**Lesetext:**
□ □ □ □ □

Hinter den Teilnehmerinnen liegen oft langwierige Wege zur Diagnose. "Demenz ist nicht mal eben so diagnostiziert", sagt Helms. Die genaue Untersuchung könne sechs bis zwölf Monate dauern. Einige in der Gruppe leben schon seit Jahren mit der Diagnose ihrer Partner, einige erst seit Kurzem. "Wie kann ich damit umgehen, wenn der Geduldsfaden immer kürzer wird", will die Neue in der Gruppe wissen. Renate Tecklenburg-Pique hat da eine Strategie für sich entwickelt: "Ich gehe einfach kurz raus."
"Gute Zeitfenster" der Krankheit
Ihr Mann habe täglich stets "ein gutes Zeitfenster" von rund 30 Minuten, sagt die Frau mit dem auffälligen Lippenstift. Dann erzählt sie ihm von den gemeinsamen Urlauben in Frankreich und einmal hat er sogar auf Französisch geantwortet. Auf einmal steht der Partner frisch geduscht im Badezimmer und putzt sich die Zähne, erzählt eine weitere Teilnehmerin von einer ähnlich verblüffenden Situation, die mit der Krankheit einhergeht.
"Ich kann es noch nicht akzeptieren", sagt die Neue in der Gruppe schließlich. Ihr Mann war erfolgreich im Beruf, unternehmungslustig, war versiert im Umgang mit dem Internet. Ihre Hoffnung hat sich die Teilnehmerin, deren Ehemann gerade in Kurzzeitpflege ist, bewahrt. Sie hofft, ihn wieder nach Hause holen zu können. Dafür muss er nun mobiler werden. Lange habe auch sie nichts von der Krankheit gemerkt. Erst später waren ihr Zettel an der Pinnwand ihres Mannes aufgefallen, die ihm als Erinnerungsstützen gedient haben müssen.
Eine Teilnehmerin mit kräftiger, klarer Stimme sagt, sie legt ihrem Mann eine Notiz hin, immer wenn sie das Haus verlässt, damit er nicht beunruhigt ist. Für die Teilnehmer der Angehörigengruppe, die ihren Partner nicht alleine lassen können, stellt Pro Dem während der Zeit der Selbsthilfegruppe auch eine ehrenamtliche Betreuung zur Verfügung. Wie mit unruhigen Nächten umzugehen ist, wenn der Partner aus dem Bett klettert oder fällt, ist eine weitere Frage, die aufkommt. Lilja Helms empfiehlt Stillkissen als Stabilisation. Pro Dem vermittelt jedoch auch Fachleute, die sich die Gegebenheiten vor Ort ansehen.

□ □ □ □ □

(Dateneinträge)
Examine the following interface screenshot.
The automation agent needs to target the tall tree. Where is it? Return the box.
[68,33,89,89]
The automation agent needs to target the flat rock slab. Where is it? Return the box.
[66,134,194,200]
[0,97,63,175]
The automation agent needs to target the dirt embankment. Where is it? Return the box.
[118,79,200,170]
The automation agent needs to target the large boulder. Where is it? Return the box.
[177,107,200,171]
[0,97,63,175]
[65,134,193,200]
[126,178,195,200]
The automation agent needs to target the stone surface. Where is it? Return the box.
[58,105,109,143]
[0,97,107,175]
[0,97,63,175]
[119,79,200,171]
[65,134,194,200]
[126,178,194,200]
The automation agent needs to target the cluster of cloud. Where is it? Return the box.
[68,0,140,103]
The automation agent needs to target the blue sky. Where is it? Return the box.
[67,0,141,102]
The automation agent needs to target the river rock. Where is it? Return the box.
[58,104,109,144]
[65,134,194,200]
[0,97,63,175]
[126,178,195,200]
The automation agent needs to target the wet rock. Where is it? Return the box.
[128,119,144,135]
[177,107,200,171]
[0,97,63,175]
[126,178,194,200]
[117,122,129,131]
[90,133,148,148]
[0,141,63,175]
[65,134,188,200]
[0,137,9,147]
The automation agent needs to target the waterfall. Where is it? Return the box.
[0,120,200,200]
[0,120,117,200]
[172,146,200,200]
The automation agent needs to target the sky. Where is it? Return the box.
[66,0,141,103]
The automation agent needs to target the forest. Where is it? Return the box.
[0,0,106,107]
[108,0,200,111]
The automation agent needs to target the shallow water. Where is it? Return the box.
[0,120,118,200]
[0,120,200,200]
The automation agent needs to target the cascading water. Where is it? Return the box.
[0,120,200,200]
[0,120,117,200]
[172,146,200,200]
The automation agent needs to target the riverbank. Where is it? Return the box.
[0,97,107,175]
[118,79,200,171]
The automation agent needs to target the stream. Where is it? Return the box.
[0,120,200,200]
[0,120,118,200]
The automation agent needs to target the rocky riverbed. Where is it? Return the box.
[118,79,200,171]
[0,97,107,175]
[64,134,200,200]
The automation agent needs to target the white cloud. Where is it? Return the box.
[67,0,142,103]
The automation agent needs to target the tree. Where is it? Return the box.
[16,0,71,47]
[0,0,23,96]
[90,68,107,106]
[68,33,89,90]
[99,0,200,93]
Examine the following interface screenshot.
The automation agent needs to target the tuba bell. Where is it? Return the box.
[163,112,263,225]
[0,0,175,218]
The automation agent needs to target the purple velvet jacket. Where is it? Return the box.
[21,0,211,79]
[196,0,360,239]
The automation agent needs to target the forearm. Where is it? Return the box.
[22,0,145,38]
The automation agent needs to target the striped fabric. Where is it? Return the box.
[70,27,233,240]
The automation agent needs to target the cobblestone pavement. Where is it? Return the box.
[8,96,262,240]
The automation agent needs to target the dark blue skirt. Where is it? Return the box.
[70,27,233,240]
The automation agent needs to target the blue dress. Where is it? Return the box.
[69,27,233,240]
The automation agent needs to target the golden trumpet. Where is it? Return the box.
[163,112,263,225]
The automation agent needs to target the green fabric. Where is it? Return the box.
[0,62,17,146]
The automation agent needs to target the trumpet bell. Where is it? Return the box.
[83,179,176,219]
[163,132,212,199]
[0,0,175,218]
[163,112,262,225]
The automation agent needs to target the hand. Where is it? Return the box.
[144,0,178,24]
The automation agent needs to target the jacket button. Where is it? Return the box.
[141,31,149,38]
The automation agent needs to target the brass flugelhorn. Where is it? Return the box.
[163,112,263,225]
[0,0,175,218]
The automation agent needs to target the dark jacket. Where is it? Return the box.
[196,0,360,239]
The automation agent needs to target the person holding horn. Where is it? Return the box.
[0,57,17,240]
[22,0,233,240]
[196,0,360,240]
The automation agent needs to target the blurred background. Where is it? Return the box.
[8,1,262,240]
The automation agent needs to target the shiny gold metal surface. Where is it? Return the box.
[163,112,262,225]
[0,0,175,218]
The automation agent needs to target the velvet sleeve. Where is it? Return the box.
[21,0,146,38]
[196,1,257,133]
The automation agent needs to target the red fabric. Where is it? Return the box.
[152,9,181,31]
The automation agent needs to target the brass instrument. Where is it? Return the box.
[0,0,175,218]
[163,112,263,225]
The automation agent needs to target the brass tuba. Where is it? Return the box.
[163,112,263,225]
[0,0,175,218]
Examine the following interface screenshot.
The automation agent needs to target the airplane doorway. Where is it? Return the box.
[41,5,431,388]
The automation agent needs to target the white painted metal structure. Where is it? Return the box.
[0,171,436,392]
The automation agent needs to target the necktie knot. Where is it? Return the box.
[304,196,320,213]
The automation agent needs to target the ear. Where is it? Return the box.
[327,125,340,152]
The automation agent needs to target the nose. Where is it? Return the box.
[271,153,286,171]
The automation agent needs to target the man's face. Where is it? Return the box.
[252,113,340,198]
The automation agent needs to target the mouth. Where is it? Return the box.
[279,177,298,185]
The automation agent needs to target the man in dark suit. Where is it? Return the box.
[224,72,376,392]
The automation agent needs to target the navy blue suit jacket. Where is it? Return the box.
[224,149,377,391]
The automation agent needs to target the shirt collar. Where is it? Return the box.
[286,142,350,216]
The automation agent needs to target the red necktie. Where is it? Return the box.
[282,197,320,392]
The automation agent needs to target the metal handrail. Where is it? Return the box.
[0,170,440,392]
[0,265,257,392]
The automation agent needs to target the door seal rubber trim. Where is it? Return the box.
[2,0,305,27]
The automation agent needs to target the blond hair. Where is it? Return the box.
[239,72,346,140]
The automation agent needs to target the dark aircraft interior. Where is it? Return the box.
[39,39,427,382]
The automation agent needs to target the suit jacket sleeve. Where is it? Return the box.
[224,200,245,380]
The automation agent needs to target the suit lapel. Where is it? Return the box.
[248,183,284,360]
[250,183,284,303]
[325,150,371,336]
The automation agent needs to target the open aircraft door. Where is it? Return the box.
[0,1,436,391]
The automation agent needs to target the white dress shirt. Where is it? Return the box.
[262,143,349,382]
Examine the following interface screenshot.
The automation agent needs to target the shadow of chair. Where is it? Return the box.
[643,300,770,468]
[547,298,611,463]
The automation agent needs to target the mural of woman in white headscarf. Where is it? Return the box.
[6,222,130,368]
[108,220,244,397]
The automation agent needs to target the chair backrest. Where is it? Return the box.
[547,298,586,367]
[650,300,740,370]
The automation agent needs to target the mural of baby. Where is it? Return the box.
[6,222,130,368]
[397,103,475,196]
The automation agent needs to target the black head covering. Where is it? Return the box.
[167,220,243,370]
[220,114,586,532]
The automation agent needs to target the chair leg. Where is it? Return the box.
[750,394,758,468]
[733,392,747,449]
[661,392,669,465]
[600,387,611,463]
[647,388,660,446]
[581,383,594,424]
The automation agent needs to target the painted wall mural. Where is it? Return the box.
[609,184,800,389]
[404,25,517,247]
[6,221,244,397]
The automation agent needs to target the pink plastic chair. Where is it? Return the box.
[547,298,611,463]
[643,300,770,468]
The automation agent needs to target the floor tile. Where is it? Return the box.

□ □ □ □ □

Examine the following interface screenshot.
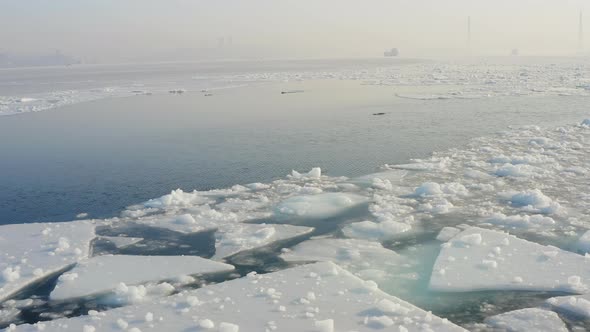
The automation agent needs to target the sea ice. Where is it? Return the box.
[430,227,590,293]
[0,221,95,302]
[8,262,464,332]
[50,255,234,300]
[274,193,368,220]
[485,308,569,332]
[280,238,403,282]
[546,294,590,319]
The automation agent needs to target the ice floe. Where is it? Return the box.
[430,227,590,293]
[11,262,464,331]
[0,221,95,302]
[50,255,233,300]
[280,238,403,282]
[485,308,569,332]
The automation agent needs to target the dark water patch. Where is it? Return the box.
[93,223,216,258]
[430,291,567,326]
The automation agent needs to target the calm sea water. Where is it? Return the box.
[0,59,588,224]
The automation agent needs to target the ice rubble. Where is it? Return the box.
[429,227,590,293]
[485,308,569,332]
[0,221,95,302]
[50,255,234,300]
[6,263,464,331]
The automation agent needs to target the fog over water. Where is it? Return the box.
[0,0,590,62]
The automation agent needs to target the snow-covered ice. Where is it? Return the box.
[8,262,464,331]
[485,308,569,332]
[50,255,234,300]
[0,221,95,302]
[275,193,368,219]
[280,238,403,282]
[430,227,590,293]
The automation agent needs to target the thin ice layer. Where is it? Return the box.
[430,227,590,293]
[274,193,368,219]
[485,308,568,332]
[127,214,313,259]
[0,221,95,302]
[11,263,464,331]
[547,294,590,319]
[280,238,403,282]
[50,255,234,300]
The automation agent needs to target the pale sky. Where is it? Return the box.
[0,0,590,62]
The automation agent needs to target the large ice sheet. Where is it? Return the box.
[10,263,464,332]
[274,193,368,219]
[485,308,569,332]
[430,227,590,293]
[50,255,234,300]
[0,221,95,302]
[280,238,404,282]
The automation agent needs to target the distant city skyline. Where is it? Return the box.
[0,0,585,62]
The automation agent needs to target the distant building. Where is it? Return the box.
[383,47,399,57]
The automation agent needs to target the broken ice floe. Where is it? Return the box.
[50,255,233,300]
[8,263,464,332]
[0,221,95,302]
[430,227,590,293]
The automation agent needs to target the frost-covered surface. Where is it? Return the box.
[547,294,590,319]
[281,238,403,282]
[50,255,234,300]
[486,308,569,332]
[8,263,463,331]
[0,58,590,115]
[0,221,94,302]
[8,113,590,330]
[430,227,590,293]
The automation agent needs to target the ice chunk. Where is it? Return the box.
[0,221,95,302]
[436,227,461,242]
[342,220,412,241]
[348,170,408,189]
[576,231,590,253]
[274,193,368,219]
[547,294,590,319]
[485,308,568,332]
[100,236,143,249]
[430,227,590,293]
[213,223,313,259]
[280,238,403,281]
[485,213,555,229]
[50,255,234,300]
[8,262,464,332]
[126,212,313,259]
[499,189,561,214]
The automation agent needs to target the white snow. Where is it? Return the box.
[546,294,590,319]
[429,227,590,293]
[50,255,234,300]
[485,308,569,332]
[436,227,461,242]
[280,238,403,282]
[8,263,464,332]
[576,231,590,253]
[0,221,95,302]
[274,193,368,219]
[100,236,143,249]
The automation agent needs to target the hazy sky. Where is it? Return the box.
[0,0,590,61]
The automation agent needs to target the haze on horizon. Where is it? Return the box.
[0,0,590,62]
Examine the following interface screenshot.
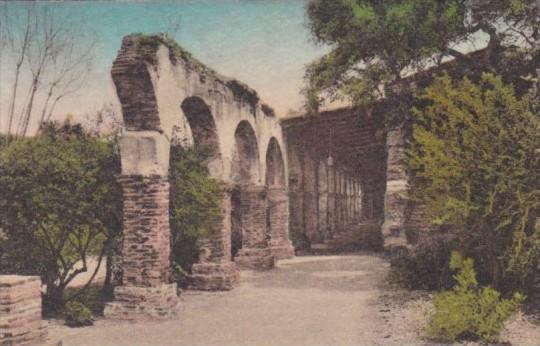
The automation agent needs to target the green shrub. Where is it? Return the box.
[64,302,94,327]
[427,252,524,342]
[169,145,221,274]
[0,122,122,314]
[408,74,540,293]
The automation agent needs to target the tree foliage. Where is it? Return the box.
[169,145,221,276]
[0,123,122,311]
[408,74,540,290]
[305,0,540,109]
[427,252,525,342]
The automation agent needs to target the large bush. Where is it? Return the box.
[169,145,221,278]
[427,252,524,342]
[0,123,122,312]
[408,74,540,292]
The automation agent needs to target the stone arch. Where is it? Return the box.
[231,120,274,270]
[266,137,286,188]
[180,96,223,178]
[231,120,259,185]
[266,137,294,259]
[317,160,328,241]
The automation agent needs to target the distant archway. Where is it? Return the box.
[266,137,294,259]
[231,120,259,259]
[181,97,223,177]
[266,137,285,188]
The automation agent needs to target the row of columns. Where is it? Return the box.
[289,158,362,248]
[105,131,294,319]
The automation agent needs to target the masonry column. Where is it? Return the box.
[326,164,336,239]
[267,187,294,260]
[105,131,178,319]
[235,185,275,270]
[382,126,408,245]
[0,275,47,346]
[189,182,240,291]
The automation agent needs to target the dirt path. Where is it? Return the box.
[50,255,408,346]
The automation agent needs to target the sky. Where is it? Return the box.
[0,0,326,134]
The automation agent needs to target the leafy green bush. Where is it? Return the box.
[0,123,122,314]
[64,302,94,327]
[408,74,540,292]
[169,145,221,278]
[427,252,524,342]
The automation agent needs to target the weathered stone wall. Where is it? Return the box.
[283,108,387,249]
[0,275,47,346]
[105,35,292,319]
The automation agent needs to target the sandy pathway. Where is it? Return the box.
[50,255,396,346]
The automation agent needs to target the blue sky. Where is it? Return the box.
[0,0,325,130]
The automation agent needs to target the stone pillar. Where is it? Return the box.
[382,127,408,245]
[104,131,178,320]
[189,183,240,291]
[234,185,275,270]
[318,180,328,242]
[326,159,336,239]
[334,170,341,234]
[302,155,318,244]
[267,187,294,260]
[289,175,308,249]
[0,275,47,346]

□ □ □ □ □

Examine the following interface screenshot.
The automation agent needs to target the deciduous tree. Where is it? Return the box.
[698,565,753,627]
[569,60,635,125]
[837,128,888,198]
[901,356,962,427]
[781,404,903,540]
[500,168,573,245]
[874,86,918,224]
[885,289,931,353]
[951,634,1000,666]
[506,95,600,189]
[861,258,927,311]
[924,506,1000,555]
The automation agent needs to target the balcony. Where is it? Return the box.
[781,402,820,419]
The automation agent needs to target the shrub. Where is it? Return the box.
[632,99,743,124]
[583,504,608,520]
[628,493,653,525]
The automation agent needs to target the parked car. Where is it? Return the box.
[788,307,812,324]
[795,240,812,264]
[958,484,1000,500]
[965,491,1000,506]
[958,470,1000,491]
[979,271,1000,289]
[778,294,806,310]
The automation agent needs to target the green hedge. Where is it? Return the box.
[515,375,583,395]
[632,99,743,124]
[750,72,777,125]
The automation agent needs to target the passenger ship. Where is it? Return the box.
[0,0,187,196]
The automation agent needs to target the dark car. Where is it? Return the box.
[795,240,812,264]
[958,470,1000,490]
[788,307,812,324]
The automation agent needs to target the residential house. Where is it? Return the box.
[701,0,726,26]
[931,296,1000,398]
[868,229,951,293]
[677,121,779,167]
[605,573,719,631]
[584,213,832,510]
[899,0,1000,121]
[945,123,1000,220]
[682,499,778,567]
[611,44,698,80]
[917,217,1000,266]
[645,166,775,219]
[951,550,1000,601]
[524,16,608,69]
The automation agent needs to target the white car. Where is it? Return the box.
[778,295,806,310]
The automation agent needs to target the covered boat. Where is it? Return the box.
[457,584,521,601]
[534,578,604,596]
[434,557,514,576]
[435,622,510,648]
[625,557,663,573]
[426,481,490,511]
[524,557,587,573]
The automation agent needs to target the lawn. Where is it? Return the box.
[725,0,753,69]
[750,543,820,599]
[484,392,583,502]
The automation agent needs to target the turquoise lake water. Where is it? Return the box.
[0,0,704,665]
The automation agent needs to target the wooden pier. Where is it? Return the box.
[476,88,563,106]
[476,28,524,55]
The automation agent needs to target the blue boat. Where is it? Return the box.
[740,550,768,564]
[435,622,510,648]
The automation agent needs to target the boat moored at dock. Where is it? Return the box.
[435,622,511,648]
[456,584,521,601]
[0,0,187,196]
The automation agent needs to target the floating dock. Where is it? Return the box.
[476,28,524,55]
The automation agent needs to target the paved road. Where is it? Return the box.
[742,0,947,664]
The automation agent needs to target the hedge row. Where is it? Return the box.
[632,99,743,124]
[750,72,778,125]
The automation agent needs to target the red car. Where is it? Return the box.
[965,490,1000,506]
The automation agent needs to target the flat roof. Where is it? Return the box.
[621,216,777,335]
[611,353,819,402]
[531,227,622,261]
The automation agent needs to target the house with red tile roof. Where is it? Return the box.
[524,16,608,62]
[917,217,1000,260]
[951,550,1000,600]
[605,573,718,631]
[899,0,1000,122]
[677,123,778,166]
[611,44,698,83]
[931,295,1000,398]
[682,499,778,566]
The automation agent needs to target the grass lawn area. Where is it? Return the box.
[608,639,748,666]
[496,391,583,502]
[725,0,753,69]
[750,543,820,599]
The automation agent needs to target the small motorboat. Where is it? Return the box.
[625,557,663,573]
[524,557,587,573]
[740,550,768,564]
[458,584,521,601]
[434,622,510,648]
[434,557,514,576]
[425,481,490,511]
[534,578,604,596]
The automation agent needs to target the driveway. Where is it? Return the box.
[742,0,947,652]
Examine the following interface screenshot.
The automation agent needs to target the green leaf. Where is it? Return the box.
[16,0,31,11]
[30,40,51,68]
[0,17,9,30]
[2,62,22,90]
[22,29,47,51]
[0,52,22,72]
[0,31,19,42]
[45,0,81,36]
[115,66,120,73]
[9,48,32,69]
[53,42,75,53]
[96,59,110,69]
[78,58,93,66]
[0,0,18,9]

□ □ □ □ □

**Aufgabenstellung:**
A: Wie lange kann die genaue Untersuchung zur Demenzdiagnose laut Lesetext dauern?
B: Geben Sie aus dem Lesetext den Abschnitt wieder, der mit den Worten „Eine Teilnehmerin mit“ beginnt und mit den Worten „vor Ort ansehen.“ endet.

**Lösungen:**
A: Sechs bis zwölf Monate.

B:
Eine Teilnehmerin mit kräftiger, klarer Stimme sagt, sie legt ihrem Mann eine Notiz hin, immer wenn sie das Haus verlässt, damit er nicht beunruhigt ist. Für die Teilnehmer der Angehörigengruppe, die ihren Partner nicht alleine lassen können, stellt Pro Dem während der Zeit der Selbsthilfegruppe auch eine ehrenamtliche Betreuung zur Verfügung. Wie mit unruhigen Nächten umzugehen ist, wenn der Partner aus dem Bett klettert oder fällt, ist eine weitere Frage, die aufkommt. Lilja Helms empfiehlt Stillkissen als Stabilisation. Pro Dem vermittelt jedoch auch Fachleute, die sich die Gegebenheiten vor Ort ansehen.